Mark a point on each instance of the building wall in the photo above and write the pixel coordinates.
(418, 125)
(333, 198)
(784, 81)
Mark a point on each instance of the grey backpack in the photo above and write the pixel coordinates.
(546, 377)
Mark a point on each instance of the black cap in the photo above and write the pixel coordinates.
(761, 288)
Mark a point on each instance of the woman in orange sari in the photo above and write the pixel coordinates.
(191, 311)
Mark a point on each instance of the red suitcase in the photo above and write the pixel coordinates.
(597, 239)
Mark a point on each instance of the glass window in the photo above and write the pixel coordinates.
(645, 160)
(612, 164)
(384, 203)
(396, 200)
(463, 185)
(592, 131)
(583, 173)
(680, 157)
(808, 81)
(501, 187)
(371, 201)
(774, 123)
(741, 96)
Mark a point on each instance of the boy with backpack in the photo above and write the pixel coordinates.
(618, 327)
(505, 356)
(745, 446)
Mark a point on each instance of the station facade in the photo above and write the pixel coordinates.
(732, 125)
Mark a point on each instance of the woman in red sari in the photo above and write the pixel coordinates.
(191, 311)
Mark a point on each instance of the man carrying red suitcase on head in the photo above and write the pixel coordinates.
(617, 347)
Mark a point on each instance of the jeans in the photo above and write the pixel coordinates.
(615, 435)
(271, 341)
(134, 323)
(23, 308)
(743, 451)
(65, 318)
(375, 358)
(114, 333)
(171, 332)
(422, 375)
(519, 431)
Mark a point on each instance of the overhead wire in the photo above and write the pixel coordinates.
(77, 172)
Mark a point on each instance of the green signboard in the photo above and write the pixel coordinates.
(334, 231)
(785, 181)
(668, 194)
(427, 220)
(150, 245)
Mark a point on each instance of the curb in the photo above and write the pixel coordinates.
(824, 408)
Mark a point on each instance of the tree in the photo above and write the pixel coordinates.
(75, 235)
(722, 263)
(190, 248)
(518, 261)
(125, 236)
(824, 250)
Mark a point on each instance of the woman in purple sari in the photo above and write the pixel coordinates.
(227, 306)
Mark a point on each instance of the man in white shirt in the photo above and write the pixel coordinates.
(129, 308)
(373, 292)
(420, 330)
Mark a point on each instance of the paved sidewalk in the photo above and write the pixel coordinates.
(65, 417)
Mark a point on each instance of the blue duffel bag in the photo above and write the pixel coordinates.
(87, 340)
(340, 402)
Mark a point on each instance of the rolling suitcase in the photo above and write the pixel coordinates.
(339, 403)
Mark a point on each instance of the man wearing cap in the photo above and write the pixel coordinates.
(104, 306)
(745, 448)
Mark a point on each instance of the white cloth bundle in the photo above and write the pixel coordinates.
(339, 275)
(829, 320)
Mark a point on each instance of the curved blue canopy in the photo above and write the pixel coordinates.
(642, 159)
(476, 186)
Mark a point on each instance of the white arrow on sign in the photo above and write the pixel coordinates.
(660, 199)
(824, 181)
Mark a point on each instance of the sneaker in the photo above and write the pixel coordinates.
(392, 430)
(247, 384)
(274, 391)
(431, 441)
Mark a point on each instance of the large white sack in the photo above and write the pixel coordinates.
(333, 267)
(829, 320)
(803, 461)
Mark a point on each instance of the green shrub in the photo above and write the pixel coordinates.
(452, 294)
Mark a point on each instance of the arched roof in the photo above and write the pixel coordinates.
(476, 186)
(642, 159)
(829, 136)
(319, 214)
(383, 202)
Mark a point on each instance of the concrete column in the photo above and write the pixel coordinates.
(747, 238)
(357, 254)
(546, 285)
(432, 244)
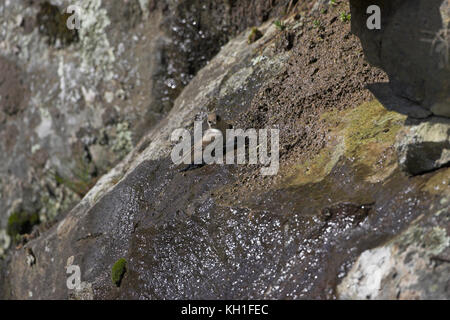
----
Drop the images; return the entries above exactly as they appear.

WRITTEN RESPONSE>
Mark a point on each instance of the building wall in the photo above and write the pixel coordinates.
(418, 125)
(333, 198)
(784, 81)
Mark a point on each instance of the grey backpack in the photo above and write the pixel coordinates.
(546, 377)
Mark a point on each instance of the black cap in the photo above and write the pixel coordinates.
(761, 288)
Mark a point on each instance of the woman in orange sari in the photo above and write the pixel coordinates.
(191, 311)
Mark a point on each instance of the red suitcase in the photo above and write the pixel coordinates.
(597, 239)
Mark a point on each instance of the glass window in the photo above and write the pixel coordinates.
(645, 160)
(612, 164)
(384, 203)
(396, 200)
(463, 185)
(592, 131)
(583, 173)
(680, 157)
(808, 81)
(501, 187)
(371, 201)
(774, 123)
(741, 96)
Mark a point on each instance of the boy with backpack in the photo above and write the pixel coordinates.
(618, 327)
(505, 356)
(745, 446)
Mark a point on each instance of the station facade in the photo above and write the pixel coordinates.
(732, 125)
Mark a point on each instance of the woman in red sari in the photo above and write the pixel coordinates.
(191, 311)
Mark a point on each instance of the man carrying red suitcase on head in the photo above and write the pixel coordinates.
(617, 347)
Mark a point on each instance of the jeans in the photo above and write the pixel coordinates.
(615, 435)
(271, 341)
(134, 323)
(23, 308)
(743, 451)
(65, 318)
(375, 358)
(114, 333)
(171, 332)
(422, 375)
(519, 431)
Mark a point on each instance of the overhead wire in the photo above and write the pixel coordinates.
(77, 172)
Mark a point on each instance of the green signboard in the photo above and write the pixel coordinates.
(334, 231)
(785, 181)
(668, 194)
(427, 220)
(150, 245)
Mark a point on each instance of the curb in the photo above and write the pixel coordinates.
(824, 408)
Mark a point on each instance of the tree in the photo above and write the pixel coordinates.
(75, 235)
(722, 263)
(190, 248)
(518, 261)
(125, 236)
(824, 250)
Mark a point on each instance of the woman in purple sari in the photo above and write the pixel coordinates.
(227, 306)
Mark a point on each instance of the man in white shirt in the photo above and write the pixel coordinates.
(129, 308)
(373, 292)
(420, 330)
Mark a point on each instance of the paved sidewalk in the photo above and write the pixel coordinates.
(65, 417)
Mark a point on each instance of the blue duffel bag in the photo above and write the pixel coordinates.
(87, 340)
(340, 402)
Mark a point on each instance of the rolling suitcase in the photo above and write the pixel coordinates.
(339, 403)
Mark a point on each instance of the man wearing cap in the photo above and write the pixel coordinates.
(104, 306)
(745, 448)
Mark a point on each instance of the white cloth bundle in the photo above and write the pixel coordinates.
(339, 275)
(829, 320)
Mark a point on each instance of the curved blue canopy in the photo above and write the pixel coordinates.
(642, 159)
(476, 186)
Mark a point on each instance of the white arrow on sign in the photo above and write the pixel coordinates.
(660, 199)
(824, 181)
Mark a point on each instance of the sneaker in the photo above and write the pixel coordinates.
(392, 430)
(247, 384)
(274, 391)
(431, 441)
Mark a point on each instance of the large white sack in the photo above and write the pixel coordinates.
(333, 267)
(829, 320)
(803, 461)
Mark a point on each instance of the green shrub in the photo above and write the pixel coordinates.
(452, 294)
Mark a point on each instance of the arched roof in the photo above and write the pixel coordinates.
(476, 186)
(642, 159)
(829, 136)
(319, 214)
(383, 202)
Mark a point on each instance of the concrete column in the photo above and write the pixel coordinates.
(747, 238)
(357, 254)
(546, 285)
(432, 244)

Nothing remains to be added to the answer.